Collect every line of the items below that contains the word "grassy".
--- Start ---
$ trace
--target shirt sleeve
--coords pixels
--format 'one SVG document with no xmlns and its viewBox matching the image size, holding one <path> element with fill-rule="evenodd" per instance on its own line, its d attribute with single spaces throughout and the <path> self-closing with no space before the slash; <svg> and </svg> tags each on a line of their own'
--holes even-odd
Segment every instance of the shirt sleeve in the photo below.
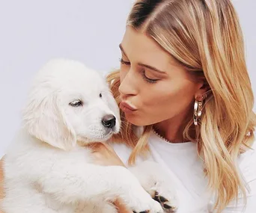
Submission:
<svg viewBox="0 0 256 213">
<path fill-rule="evenodd" d="M 241 155 L 240 160 L 240 169 L 249 190 L 246 192 L 246 203 L 243 197 L 240 196 L 237 202 L 231 202 L 222 213 L 256 212 L 256 151 L 250 149 L 246 152 Z"/>
</svg>

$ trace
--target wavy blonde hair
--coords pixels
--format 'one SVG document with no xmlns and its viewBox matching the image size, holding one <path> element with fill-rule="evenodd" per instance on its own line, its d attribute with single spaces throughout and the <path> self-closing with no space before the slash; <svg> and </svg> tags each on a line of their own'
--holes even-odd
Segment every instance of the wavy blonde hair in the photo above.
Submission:
<svg viewBox="0 0 256 213">
<path fill-rule="evenodd" d="M 254 96 L 246 69 L 244 43 L 239 19 L 229 0 L 139 0 L 129 15 L 127 25 L 152 37 L 188 72 L 210 87 L 196 138 L 192 117 L 183 132 L 197 143 L 209 187 L 216 193 L 215 208 L 220 212 L 246 187 L 237 167 L 237 157 L 252 146 L 256 117 Z M 120 103 L 119 71 L 108 76 Z M 138 138 L 121 112 L 123 128 L 114 138 L 133 148 L 129 162 L 148 152 L 152 129 L 145 126 Z"/>
</svg>

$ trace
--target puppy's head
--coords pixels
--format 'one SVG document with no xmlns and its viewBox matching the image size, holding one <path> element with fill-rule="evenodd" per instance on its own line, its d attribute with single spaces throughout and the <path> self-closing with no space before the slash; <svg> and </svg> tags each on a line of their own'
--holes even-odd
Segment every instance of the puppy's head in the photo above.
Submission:
<svg viewBox="0 0 256 213">
<path fill-rule="evenodd" d="M 106 81 L 82 64 L 56 59 L 37 75 L 24 110 L 29 133 L 67 149 L 105 141 L 120 130 L 119 108 Z"/>
</svg>

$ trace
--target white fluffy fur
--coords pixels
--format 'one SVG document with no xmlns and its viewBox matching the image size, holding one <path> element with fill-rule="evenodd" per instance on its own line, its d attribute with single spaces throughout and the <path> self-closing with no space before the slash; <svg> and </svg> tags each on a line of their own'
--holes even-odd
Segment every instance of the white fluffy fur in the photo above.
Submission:
<svg viewBox="0 0 256 213">
<path fill-rule="evenodd" d="M 69 105 L 77 99 L 82 106 Z M 103 126 L 106 114 L 115 116 L 115 128 Z M 156 179 L 136 167 L 132 174 L 95 165 L 90 149 L 81 146 L 105 141 L 121 127 L 118 107 L 97 72 L 74 61 L 49 62 L 34 79 L 23 119 L 4 158 L 6 213 L 116 212 L 109 201 L 117 196 L 137 212 L 162 212 L 141 187 L 150 192 Z"/>
</svg>

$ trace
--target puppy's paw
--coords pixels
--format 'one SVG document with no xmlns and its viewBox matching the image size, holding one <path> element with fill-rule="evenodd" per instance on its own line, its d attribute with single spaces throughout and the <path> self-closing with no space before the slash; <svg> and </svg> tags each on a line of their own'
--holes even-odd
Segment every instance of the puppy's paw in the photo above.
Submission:
<svg viewBox="0 0 256 213">
<path fill-rule="evenodd" d="M 156 183 L 149 191 L 152 198 L 159 202 L 165 212 L 175 212 L 178 208 L 176 191 L 164 182 Z"/>
<path fill-rule="evenodd" d="M 161 205 L 152 199 L 144 190 L 135 191 L 135 194 L 130 194 L 132 197 L 127 200 L 129 207 L 135 213 L 163 213 Z"/>
</svg>

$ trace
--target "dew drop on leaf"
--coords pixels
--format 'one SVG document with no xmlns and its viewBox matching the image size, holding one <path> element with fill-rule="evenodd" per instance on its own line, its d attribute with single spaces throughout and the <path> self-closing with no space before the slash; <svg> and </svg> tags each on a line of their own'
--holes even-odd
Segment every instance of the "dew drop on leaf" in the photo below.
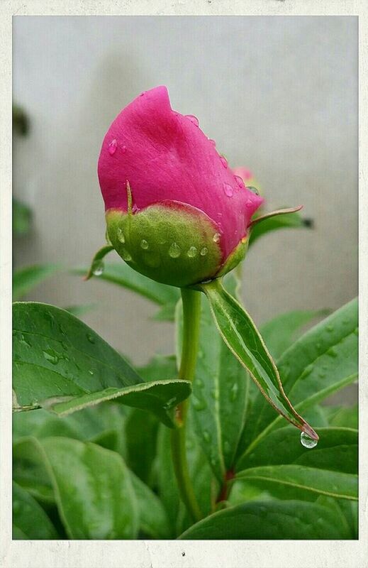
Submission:
<svg viewBox="0 0 368 568">
<path fill-rule="evenodd" d="M 311 436 L 308 436 L 308 434 L 306 434 L 305 432 L 302 432 L 300 435 L 300 441 L 302 446 L 309 449 L 315 448 L 318 444 L 318 440 L 313 439 Z"/>
<path fill-rule="evenodd" d="M 197 249 L 195 246 L 191 246 L 190 248 L 188 250 L 186 254 L 189 257 L 189 258 L 194 258 L 194 256 L 196 256 Z"/>
</svg>

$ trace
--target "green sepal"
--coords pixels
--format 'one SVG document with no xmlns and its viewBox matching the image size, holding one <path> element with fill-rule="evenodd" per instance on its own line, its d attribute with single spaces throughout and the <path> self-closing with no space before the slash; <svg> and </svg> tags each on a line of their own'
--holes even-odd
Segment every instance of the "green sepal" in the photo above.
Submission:
<svg viewBox="0 0 368 568">
<path fill-rule="evenodd" d="M 184 288 L 209 280 L 220 268 L 217 226 L 191 205 L 167 200 L 134 214 L 110 209 L 106 223 L 118 254 L 157 282 Z"/>
</svg>

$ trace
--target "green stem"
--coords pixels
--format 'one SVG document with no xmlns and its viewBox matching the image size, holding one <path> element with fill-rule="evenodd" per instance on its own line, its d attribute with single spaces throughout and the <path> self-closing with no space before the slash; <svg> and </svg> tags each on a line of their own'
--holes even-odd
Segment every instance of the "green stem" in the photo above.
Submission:
<svg viewBox="0 0 368 568">
<path fill-rule="evenodd" d="M 193 381 L 198 352 L 201 318 L 201 293 L 182 288 L 183 301 L 183 344 L 179 378 Z M 202 518 L 202 513 L 194 495 L 189 477 L 185 447 L 186 418 L 188 399 L 177 407 L 177 427 L 171 438 L 172 457 L 179 492 L 189 513 L 194 521 Z"/>
</svg>

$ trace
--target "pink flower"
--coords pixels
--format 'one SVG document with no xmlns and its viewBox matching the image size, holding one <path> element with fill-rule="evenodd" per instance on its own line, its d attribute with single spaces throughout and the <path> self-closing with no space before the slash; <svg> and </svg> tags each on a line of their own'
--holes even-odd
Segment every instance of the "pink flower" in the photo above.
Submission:
<svg viewBox="0 0 368 568">
<path fill-rule="evenodd" d="M 245 187 L 241 176 L 234 175 L 213 141 L 199 127 L 198 120 L 172 109 L 165 87 L 142 93 L 115 119 L 104 139 L 98 173 L 114 247 L 138 271 L 174 285 L 191 285 L 226 272 L 233 264 L 230 257 L 238 257 L 235 251 L 246 241 L 252 216 L 263 201 Z M 150 212 L 155 214 L 150 215 L 152 222 Z M 129 215 L 135 227 L 134 239 L 143 242 L 146 261 L 128 235 Z M 167 229 L 178 219 L 183 220 L 182 234 L 177 231 L 175 240 L 162 226 L 157 228 L 163 216 Z M 120 241 L 119 228 L 127 233 Z M 145 249 L 145 243 L 148 248 Z M 175 244 L 180 249 L 178 256 L 178 248 L 172 248 Z M 172 260 L 166 266 L 170 246 L 176 253 L 169 255 Z M 147 262 L 150 249 L 150 264 L 159 266 Z M 199 258 L 205 249 L 206 266 L 204 258 Z M 179 269 L 184 257 L 191 263 L 184 263 Z M 172 266 L 177 270 L 172 278 L 166 273 Z M 185 271 L 189 271 L 186 275 Z"/>
</svg>

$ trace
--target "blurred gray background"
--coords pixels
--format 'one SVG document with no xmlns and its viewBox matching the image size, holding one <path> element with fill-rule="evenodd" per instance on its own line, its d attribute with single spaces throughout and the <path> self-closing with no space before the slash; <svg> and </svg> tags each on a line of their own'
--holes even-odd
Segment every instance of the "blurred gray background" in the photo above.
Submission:
<svg viewBox="0 0 368 568">
<path fill-rule="evenodd" d="M 303 204 L 314 219 L 313 231 L 275 232 L 250 251 L 242 295 L 255 321 L 357 294 L 357 18 L 18 16 L 13 81 L 31 121 L 14 141 L 14 195 L 34 211 L 16 266 L 88 265 L 105 240 L 104 133 L 138 94 L 165 84 L 232 167 L 254 172 L 269 210 Z M 173 351 L 172 326 L 150 320 L 155 307 L 97 278 L 60 273 L 31 299 L 98 302 L 84 320 L 137 363 Z"/>
</svg>

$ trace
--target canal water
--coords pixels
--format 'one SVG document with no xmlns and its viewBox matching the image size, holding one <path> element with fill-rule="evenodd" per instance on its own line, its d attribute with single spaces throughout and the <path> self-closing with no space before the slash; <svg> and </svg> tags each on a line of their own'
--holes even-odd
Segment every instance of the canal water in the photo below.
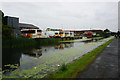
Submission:
<svg viewBox="0 0 120 80">
<path fill-rule="evenodd" d="M 33 67 L 38 65 L 37 63 L 41 60 L 41 57 L 44 58 L 46 55 L 50 55 L 54 52 L 75 48 L 81 44 L 85 44 L 88 42 L 92 42 L 92 40 L 88 40 L 85 42 L 65 42 L 60 43 L 59 45 L 51 46 L 36 45 L 24 48 L 3 49 L 3 73 L 5 75 L 9 75 L 17 68 L 20 68 L 21 70 L 32 69 Z"/>
</svg>

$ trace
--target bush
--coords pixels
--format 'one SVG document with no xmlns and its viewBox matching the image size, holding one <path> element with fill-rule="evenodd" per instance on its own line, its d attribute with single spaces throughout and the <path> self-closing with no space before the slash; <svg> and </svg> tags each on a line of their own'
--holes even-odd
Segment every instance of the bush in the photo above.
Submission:
<svg viewBox="0 0 120 80">
<path fill-rule="evenodd" d="M 63 64 L 60 68 L 61 71 L 66 71 L 68 68 L 65 64 Z"/>
</svg>

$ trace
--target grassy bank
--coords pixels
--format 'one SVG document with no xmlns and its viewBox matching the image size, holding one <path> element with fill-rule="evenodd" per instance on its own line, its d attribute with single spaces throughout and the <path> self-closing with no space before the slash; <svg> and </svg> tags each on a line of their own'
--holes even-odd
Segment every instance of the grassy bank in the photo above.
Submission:
<svg viewBox="0 0 120 80">
<path fill-rule="evenodd" d="M 25 39 L 25 38 L 15 38 L 15 39 L 3 39 L 2 48 L 21 48 L 29 47 L 33 45 L 53 45 L 58 44 L 60 39 Z"/>
<path fill-rule="evenodd" d="M 15 38 L 15 39 L 3 39 L 2 48 L 18 48 L 25 46 L 33 46 L 36 44 L 34 39 Z"/>
<path fill-rule="evenodd" d="M 115 38 L 113 38 L 115 39 Z M 78 72 L 83 71 L 91 62 L 93 62 L 98 55 L 113 39 L 107 41 L 105 44 L 97 47 L 93 51 L 84 55 L 82 58 L 76 60 L 74 63 L 62 65 L 60 70 L 48 76 L 49 80 L 55 78 L 76 78 Z"/>
</svg>

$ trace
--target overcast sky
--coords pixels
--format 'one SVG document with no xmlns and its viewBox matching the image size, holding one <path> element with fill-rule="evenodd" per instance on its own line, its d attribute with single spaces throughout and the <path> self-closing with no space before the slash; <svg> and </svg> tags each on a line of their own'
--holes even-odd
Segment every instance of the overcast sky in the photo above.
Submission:
<svg viewBox="0 0 120 80">
<path fill-rule="evenodd" d="M 7 16 L 40 29 L 118 30 L 117 2 L 2 2 Z"/>
</svg>

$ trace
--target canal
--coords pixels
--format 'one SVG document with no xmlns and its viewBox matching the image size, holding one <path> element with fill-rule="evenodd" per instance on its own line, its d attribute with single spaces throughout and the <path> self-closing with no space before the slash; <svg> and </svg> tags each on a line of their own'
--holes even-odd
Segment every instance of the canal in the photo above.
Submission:
<svg viewBox="0 0 120 80">
<path fill-rule="evenodd" d="M 109 39 L 108 39 L 109 40 Z M 103 44 L 106 40 L 3 49 L 2 70 L 9 77 L 42 78 Z M 39 75 L 40 74 L 40 75 Z"/>
</svg>

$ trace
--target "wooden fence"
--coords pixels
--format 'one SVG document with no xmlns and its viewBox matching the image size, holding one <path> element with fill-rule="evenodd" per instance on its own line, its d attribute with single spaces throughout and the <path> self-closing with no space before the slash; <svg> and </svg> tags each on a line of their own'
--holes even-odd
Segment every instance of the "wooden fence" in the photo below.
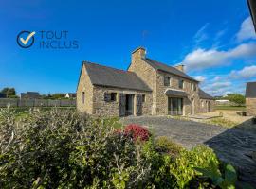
--- End ---
Answer below:
--target grassy bank
Segment every instance of the grassy bank in the photo above.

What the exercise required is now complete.